# Quoted passage start
I got some stuff to take care of tomorrow so and GIF takes me a bit to make so..it'll be done by Thursday perhaps.  

Regular sets are easier for me to make though so I can do them anytime if you wish one to be made. 

You're still want me to make then? You can request elsewhere, fine with me and if so, I'm sorry for not being able to fulfill your request.


----------



## Motochika (Jan 3, 2012)

Kaitou said:


> I got some stuff to take care of tomorrow so and GIF takes me a bit to make so..it'll be done by Thursday perhaps.
> 
> Regular sets are easier for me to make though so I can do them anytime if you wish one to be made.
> 
> You're still want me to make then? You can request elsewhere, fine with me and if so, I'm sorry for not being able to fulfill your request.



Thursday is fine.


----------



## Kaitou (Jan 4, 2012)

@Motochika
Avatars


Sigs



I had time to make these but not for the last sig, I will make that first thing I get from school.

And kinda posted it now to see if you liked them and if I should make any changes.


----------



## Vampire Princess (Jan 5, 2012)

Kaitou said:


> @Vampire Princess



Thanks! Love what you did with the color!


----------



## Butō Rengoob (Jan 8, 2012)

Kaitou i come in great need of your skill once again :33

Size - Ava: Senior, Sig: 500 X 350 (don't cut out any of the picture)
Stock: 
*Spoiler*: __ 











Border: Rounded
Detail/Effects: None


----------



## valerian (Jan 8, 2012)

avie: 

sig: 

Thin black border, no effects.


----------



## Kaitou (Jan 8, 2012)

Alright, noted.


----------



## Kaitou (Jan 8, 2012)

@Buto


@Valerian


----------



## valerian (Jan 8, 2012)

Thanks Boss, but could you zoom in closer to his face and feature more of him and less of the empty space? :33


----------



## Kaitou (Jan 8, 2012)

Better?


----------



## valerian (Jan 8, 2012)

Yeah, thanks again.


----------



## Bluebeard (Jan 8, 2012)

Set request.
# Quoted passage end
Task details: Extend the forum thread about avatar and signature requests, picking up right after Bluebeard's post "Set request."
# Information shown start
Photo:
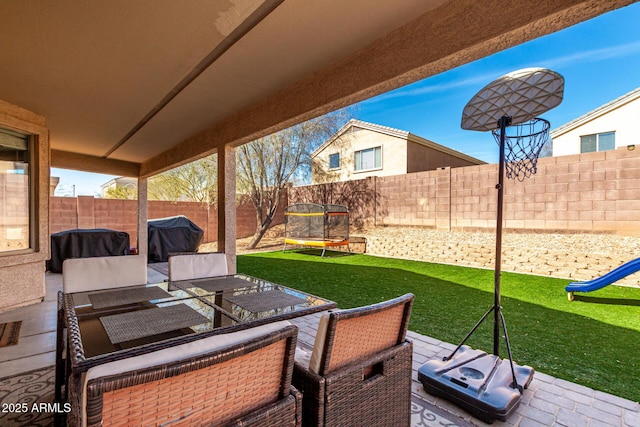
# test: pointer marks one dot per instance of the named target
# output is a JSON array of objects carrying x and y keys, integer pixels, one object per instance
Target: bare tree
[
  {"x": 195, "y": 182},
  {"x": 267, "y": 165}
]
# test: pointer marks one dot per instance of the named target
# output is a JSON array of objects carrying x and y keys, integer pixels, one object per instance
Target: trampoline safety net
[{"x": 312, "y": 224}]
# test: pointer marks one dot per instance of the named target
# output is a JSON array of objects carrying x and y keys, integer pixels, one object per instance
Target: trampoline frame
[{"x": 325, "y": 211}]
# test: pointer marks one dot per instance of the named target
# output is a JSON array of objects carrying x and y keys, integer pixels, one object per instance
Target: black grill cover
[
  {"x": 85, "y": 243},
  {"x": 173, "y": 234}
]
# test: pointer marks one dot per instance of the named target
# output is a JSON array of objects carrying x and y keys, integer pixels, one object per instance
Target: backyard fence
[{"x": 584, "y": 193}]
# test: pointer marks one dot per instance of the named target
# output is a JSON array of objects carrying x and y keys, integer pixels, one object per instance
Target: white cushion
[
  {"x": 89, "y": 274},
  {"x": 171, "y": 354},
  {"x": 197, "y": 266}
]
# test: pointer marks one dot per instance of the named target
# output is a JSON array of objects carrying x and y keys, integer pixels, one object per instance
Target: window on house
[
  {"x": 371, "y": 158},
  {"x": 334, "y": 161},
  {"x": 598, "y": 142},
  {"x": 15, "y": 212}
]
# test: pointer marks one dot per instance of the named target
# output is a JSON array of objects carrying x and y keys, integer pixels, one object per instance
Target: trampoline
[{"x": 320, "y": 226}]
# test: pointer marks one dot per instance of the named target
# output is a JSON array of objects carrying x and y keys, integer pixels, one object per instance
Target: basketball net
[{"x": 523, "y": 143}]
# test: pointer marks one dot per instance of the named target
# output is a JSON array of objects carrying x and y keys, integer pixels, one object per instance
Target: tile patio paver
[{"x": 548, "y": 401}]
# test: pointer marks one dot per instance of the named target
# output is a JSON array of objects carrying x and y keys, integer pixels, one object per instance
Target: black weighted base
[{"x": 478, "y": 382}]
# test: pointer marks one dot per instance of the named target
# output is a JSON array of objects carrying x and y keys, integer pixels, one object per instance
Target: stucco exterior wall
[
  {"x": 394, "y": 156},
  {"x": 22, "y": 272},
  {"x": 622, "y": 121},
  {"x": 421, "y": 158}
]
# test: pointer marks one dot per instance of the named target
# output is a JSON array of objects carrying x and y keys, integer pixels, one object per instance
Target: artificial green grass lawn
[{"x": 593, "y": 341}]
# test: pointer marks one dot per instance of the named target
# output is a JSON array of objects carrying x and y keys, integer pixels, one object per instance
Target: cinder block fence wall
[{"x": 584, "y": 193}]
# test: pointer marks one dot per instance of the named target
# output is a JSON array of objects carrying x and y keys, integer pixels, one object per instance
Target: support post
[
  {"x": 502, "y": 123},
  {"x": 227, "y": 205},
  {"x": 143, "y": 213}
]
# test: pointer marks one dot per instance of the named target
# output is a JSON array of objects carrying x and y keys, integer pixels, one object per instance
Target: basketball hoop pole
[{"x": 502, "y": 123}]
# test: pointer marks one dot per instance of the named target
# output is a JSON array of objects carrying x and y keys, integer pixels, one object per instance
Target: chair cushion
[
  {"x": 88, "y": 274},
  {"x": 172, "y": 354},
  {"x": 196, "y": 266}
]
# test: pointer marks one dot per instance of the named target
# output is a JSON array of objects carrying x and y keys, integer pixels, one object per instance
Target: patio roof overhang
[{"x": 136, "y": 88}]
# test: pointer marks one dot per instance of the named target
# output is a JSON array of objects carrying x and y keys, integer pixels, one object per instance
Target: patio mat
[
  {"x": 264, "y": 301},
  {"x": 160, "y": 267},
  {"x": 31, "y": 387},
  {"x": 9, "y": 333},
  {"x": 220, "y": 284},
  {"x": 127, "y": 296},
  {"x": 153, "y": 321}
]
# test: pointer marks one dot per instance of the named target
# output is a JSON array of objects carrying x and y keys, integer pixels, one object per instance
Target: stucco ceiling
[{"x": 159, "y": 82}]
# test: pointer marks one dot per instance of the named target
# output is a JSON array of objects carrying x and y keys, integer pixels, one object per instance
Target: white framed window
[
  {"x": 334, "y": 161},
  {"x": 16, "y": 198},
  {"x": 370, "y": 158},
  {"x": 598, "y": 142}
]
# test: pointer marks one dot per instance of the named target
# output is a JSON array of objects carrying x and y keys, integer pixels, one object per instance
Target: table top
[{"x": 107, "y": 325}]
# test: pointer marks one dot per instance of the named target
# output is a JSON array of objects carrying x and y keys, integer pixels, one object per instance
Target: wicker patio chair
[
  {"x": 197, "y": 266},
  {"x": 359, "y": 373},
  {"x": 235, "y": 379},
  {"x": 90, "y": 274}
]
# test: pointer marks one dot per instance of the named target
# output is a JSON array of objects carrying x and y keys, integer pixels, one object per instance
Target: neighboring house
[
  {"x": 360, "y": 149},
  {"x": 116, "y": 183},
  {"x": 610, "y": 126}
]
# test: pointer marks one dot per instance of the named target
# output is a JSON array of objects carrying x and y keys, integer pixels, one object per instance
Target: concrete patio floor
[{"x": 548, "y": 401}]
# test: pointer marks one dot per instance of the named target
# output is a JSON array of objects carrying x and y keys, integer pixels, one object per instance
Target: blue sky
[{"x": 599, "y": 60}]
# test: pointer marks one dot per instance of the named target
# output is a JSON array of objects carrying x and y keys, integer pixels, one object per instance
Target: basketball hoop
[
  {"x": 523, "y": 143},
  {"x": 472, "y": 378}
]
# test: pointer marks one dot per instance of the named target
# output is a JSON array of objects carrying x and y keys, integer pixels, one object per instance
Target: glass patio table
[{"x": 107, "y": 325}]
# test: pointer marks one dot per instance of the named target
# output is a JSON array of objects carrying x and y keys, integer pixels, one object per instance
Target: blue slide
[{"x": 613, "y": 276}]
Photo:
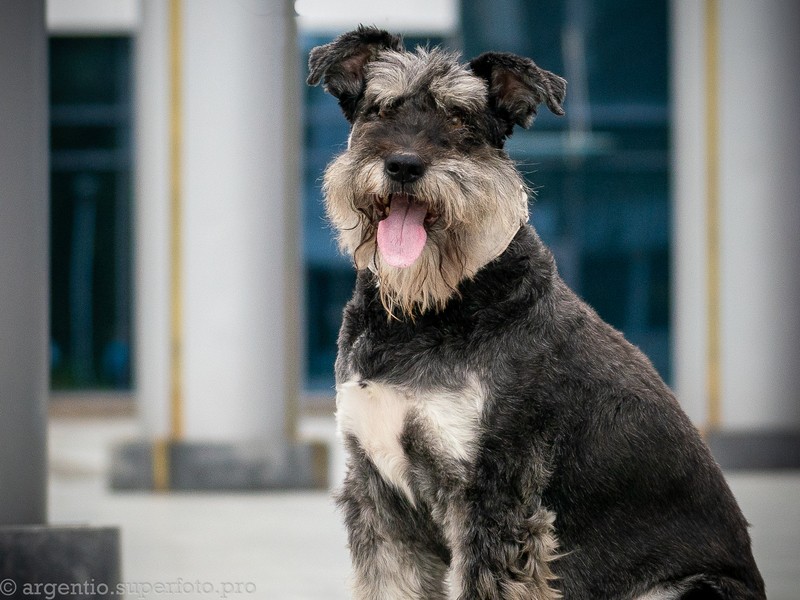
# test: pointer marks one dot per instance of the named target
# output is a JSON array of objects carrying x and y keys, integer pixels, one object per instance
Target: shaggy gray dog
[{"x": 503, "y": 441}]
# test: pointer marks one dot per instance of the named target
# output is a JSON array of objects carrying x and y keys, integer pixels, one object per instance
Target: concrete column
[
  {"x": 238, "y": 282},
  {"x": 23, "y": 262},
  {"x": 30, "y": 551},
  {"x": 240, "y": 219},
  {"x": 152, "y": 220},
  {"x": 759, "y": 213}
]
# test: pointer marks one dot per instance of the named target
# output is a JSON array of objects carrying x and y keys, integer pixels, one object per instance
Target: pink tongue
[{"x": 402, "y": 235}]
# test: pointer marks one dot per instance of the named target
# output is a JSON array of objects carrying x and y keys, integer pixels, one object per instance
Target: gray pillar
[
  {"x": 746, "y": 127},
  {"x": 217, "y": 379},
  {"x": 23, "y": 262}
]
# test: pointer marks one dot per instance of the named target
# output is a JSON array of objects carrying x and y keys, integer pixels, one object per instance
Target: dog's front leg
[
  {"x": 501, "y": 549},
  {"x": 392, "y": 546}
]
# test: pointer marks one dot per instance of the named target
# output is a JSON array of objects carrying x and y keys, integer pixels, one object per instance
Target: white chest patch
[{"x": 376, "y": 414}]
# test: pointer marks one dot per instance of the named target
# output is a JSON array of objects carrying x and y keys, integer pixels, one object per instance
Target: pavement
[{"x": 291, "y": 545}]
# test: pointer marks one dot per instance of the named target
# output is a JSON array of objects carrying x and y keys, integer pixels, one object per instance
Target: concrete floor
[{"x": 291, "y": 546}]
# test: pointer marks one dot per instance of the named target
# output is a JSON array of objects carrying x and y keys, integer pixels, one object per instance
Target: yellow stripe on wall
[
  {"x": 161, "y": 463},
  {"x": 713, "y": 382}
]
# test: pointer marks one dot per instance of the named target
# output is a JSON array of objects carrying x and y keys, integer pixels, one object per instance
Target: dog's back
[{"x": 503, "y": 442}]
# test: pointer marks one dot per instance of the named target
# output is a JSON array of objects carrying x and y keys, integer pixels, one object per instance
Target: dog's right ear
[{"x": 340, "y": 64}]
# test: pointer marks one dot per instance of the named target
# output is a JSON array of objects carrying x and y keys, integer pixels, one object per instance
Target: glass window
[{"x": 90, "y": 197}]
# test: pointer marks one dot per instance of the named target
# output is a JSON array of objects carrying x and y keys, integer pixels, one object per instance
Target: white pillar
[
  {"x": 152, "y": 220},
  {"x": 239, "y": 228},
  {"x": 759, "y": 217},
  {"x": 23, "y": 263}
]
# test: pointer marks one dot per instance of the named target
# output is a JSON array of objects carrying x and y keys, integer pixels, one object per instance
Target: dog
[{"x": 503, "y": 442}]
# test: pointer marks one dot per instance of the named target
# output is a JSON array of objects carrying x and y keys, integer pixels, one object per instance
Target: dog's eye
[
  {"x": 379, "y": 112},
  {"x": 456, "y": 119}
]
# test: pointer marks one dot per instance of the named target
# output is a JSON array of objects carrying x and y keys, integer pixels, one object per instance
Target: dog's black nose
[{"x": 404, "y": 168}]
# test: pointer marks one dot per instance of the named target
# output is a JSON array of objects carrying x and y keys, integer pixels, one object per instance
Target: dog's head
[{"x": 425, "y": 195}]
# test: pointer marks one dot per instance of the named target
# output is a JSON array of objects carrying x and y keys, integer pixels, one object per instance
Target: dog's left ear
[
  {"x": 517, "y": 86},
  {"x": 340, "y": 64}
]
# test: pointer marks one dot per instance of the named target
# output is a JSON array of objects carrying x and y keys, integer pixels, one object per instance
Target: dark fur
[{"x": 576, "y": 423}]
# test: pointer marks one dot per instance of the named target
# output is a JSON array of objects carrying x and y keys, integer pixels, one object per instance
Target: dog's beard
[{"x": 475, "y": 209}]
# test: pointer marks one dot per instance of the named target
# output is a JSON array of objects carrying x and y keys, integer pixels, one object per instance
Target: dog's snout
[{"x": 404, "y": 168}]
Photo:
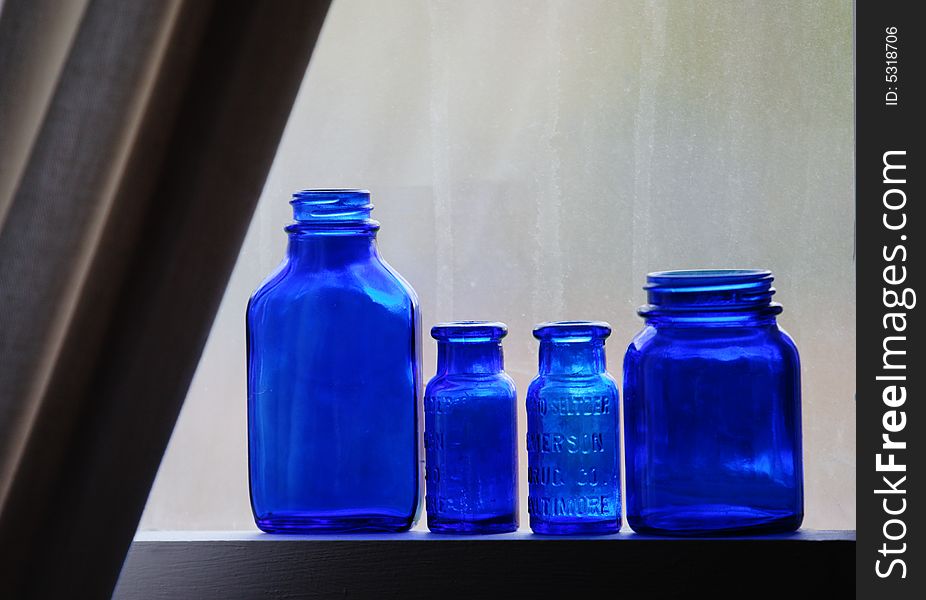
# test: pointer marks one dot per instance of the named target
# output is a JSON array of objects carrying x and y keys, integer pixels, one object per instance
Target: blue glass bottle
[
  {"x": 471, "y": 432},
  {"x": 333, "y": 378},
  {"x": 573, "y": 443},
  {"x": 712, "y": 410}
]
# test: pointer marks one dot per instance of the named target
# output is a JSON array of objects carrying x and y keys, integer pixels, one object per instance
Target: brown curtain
[{"x": 135, "y": 137}]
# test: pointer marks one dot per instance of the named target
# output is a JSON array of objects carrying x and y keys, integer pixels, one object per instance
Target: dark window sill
[{"x": 231, "y": 565}]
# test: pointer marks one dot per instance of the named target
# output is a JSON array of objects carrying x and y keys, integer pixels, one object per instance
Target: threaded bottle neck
[{"x": 332, "y": 211}]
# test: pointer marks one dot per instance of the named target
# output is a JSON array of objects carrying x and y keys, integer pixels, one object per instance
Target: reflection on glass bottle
[
  {"x": 471, "y": 432},
  {"x": 333, "y": 378},
  {"x": 712, "y": 408},
  {"x": 573, "y": 444}
]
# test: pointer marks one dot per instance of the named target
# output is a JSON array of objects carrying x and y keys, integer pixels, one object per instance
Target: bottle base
[
  {"x": 575, "y": 527},
  {"x": 714, "y": 520},
  {"x": 445, "y": 526},
  {"x": 307, "y": 524}
]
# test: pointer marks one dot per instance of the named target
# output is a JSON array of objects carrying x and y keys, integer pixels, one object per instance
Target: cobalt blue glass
[
  {"x": 573, "y": 442},
  {"x": 333, "y": 378},
  {"x": 712, "y": 409},
  {"x": 471, "y": 433}
]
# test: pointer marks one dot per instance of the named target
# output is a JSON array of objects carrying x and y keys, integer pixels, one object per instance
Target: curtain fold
[{"x": 119, "y": 229}]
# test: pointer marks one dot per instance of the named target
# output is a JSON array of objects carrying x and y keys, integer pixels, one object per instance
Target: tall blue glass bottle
[
  {"x": 471, "y": 432},
  {"x": 333, "y": 378},
  {"x": 712, "y": 411},
  {"x": 573, "y": 442}
]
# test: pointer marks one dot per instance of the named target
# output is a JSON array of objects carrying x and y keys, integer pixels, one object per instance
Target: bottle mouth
[
  {"x": 726, "y": 290},
  {"x": 332, "y": 207},
  {"x": 472, "y": 332},
  {"x": 572, "y": 331}
]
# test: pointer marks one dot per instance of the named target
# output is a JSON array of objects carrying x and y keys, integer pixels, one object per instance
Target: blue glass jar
[
  {"x": 712, "y": 409},
  {"x": 471, "y": 433},
  {"x": 333, "y": 378},
  {"x": 573, "y": 443}
]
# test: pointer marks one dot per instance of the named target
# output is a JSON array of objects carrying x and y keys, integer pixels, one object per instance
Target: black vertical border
[{"x": 883, "y": 254}]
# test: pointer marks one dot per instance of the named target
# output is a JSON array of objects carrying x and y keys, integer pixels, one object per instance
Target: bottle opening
[
  {"x": 332, "y": 207},
  {"x": 572, "y": 331},
  {"x": 727, "y": 290},
  {"x": 469, "y": 331}
]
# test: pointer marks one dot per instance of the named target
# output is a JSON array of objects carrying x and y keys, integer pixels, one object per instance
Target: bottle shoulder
[
  {"x": 768, "y": 341},
  {"x": 370, "y": 281},
  {"x": 471, "y": 384}
]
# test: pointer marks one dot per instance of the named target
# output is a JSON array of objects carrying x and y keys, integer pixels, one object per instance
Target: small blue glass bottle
[
  {"x": 712, "y": 409},
  {"x": 573, "y": 443},
  {"x": 471, "y": 433},
  {"x": 333, "y": 378}
]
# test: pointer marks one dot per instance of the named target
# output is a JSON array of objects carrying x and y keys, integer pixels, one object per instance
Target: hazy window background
[{"x": 534, "y": 160}]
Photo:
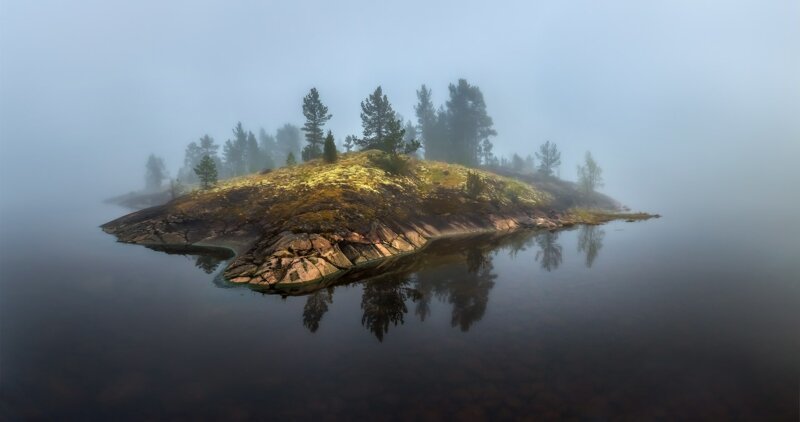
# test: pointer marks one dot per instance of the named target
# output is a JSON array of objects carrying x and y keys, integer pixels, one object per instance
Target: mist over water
[{"x": 690, "y": 109}]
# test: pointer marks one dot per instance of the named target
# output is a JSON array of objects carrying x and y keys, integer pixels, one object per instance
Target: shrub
[
  {"x": 474, "y": 185},
  {"x": 392, "y": 163}
]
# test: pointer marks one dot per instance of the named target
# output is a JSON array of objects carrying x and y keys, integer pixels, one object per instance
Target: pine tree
[
  {"x": 468, "y": 124},
  {"x": 487, "y": 157},
  {"x": 549, "y": 158},
  {"x": 349, "y": 143},
  {"x": 287, "y": 139},
  {"x": 517, "y": 163},
  {"x": 329, "y": 152},
  {"x": 590, "y": 175},
  {"x": 290, "y": 160},
  {"x": 426, "y": 121},
  {"x": 376, "y": 116},
  {"x": 235, "y": 151},
  {"x": 267, "y": 147},
  {"x": 253, "y": 154},
  {"x": 316, "y": 115},
  {"x": 207, "y": 172},
  {"x": 529, "y": 164},
  {"x": 155, "y": 172}
]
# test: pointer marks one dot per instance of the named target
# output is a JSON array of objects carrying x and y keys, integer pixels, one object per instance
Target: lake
[{"x": 682, "y": 317}]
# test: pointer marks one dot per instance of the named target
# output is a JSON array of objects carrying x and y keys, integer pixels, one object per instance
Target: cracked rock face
[{"x": 312, "y": 223}]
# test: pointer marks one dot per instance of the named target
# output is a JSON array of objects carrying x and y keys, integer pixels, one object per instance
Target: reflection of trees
[
  {"x": 207, "y": 263},
  {"x": 549, "y": 250},
  {"x": 470, "y": 294},
  {"x": 384, "y": 302},
  {"x": 464, "y": 284},
  {"x": 316, "y": 307},
  {"x": 590, "y": 241}
]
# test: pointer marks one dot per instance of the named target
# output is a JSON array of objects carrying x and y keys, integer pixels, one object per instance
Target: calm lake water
[{"x": 677, "y": 318}]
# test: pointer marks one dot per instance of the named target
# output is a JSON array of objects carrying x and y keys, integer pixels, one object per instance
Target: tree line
[{"x": 459, "y": 131}]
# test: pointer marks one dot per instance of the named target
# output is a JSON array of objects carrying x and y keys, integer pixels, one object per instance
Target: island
[{"x": 299, "y": 228}]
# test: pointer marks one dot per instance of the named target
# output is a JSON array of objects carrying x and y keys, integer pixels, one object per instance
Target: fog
[{"x": 686, "y": 105}]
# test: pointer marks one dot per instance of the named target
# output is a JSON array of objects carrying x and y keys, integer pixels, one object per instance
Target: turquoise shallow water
[{"x": 668, "y": 318}]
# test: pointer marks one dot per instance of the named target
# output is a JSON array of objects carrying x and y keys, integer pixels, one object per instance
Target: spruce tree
[
  {"x": 316, "y": 115},
  {"x": 287, "y": 139},
  {"x": 376, "y": 116},
  {"x": 468, "y": 124},
  {"x": 549, "y": 158},
  {"x": 590, "y": 175},
  {"x": 426, "y": 122},
  {"x": 155, "y": 172},
  {"x": 349, "y": 143},
  {"x": 207, "y": 172},
  {"x": 329, "y": 152},
  {"x": 290, "y": 160},
  {"x": 253, "y": 155}
]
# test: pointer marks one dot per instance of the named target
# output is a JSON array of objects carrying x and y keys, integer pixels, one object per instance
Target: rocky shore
[{"x": 291, "y": 236}]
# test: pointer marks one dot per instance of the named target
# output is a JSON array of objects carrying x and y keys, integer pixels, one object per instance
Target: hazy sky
[{"x": 676, "y": 99}]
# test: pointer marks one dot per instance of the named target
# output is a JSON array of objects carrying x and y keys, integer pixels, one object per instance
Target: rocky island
[{"x": 299, "y": 228}]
# Information shown end
Response to this task:
Go crazy with it.


----------



## Seraphine (Jan 9, 2012)

Set request.  :33

Sig:  

Avatar: 

No special requests.

Will rep and cred when using.


----------



## Kaitou (Jan 9, 2012)

Noted guys.


----------



## Kaitou (Jan 9, 2012)

@Bluebeard


@Sera


With rounded/dotted border.


I take it you meant "No Special Effects".


----------



## Seraphine (Jan 9, 2012)

Kaitou, that was quick.  

Sugoi.  

I'm 24't at the moment, I'll be sure to rep you later.

I love it.    And yes, I meant no special effects added to the picture.  :33


----------



## Bluebeard (Jan 9, 2012)

Yeah, it was done very quickly. 

Thanks, Kaitou and good job.


----------



## Kinzey (Jan 9, 2012)

Type: set
Stocks:



I'd like the bottom to be at her chin, the top to be at the top of her head, and the sides to be at the far sides of the ribbons. If that's too much, feel free to cut away from the top, left, and right. I'll leave it up to you on deciding how much to include, but hopefully you can get all that and it'll still look good 



Size: Senior
Border: Rounded
Text: In the upper-left corner of the sig, I'd like it to say "Kimi...kimi ni mune kyun, Yami-chan!" If you could make the font Arial, or something cursive, that'd be awesome 

Thanks in advance


----------



## Seraphine (Jan 12, 2012)

*Avatar:* 

*Signature:* 

*Effects:*  Could you give an effect to the signature like there is fire burning around her?  Kinda like some chaos is occurring in the scene, just to give the picture a more lively look?  Of course, you don't have to if it's too troublesome or don't know how.  

Dotted borders please.  :33

Thanks.  Will rep and cred when using.  :33


----------



## Kaitou (Jan 14, 2012)

@Kinzey

*Spoiler*: __ 








 

and Noted, Sera.


----------



## Kinzey (Jan 14, 2012)

Thanks alot, Kaitou  I'll wear it with pride (and credit )


----------



## Kaitou (Jan 15, 2012)

@Sera



I hope you like, considering the stock, this is the best I could come up with.


----------



## Seraphine (Jan 15, 2012)

Thanks so much Kaitou.  You're awesome.

I love it.


----------



## Oturan (Jan 19, 2012)

Sig: 500 X 350 
Stock: 
 Border: black
Detail/Effects: None

thks in advance :33


----------



## Kaitou (Jan 19, 2012)

@Oturan


----------



## Oturan (Jan 19, 2012)

so fast!  love it


----------



## Kaitou (Jan 27, 2012)

Noted, homie.


----------



## Unlosing Ranger (Jan 27, 2012)

Type: sig and ava
Stocks: make it transparent I don't want the white to show.

Size: junior. I would be senior, but they keep rejecting me 
Border: whatever looks best
Text: "" Downsize it and put it on the upper left corner of the signature you should see the space where I want it where it barely blocks anything.
And of course I wouldn't want the white parts or the R mark still there.
Lets see how you do


----------



## Kaitou (Jan 28, 2012)

Noted. brah.


----------



## Kaitou (Jan 28, 2012)

@Buto-kun


@Unlosing Ranger


----------



## Butō Rengoob (Jan 28, 2012)

Arigatou


----------



## Perseverance (Jan 28, 2012)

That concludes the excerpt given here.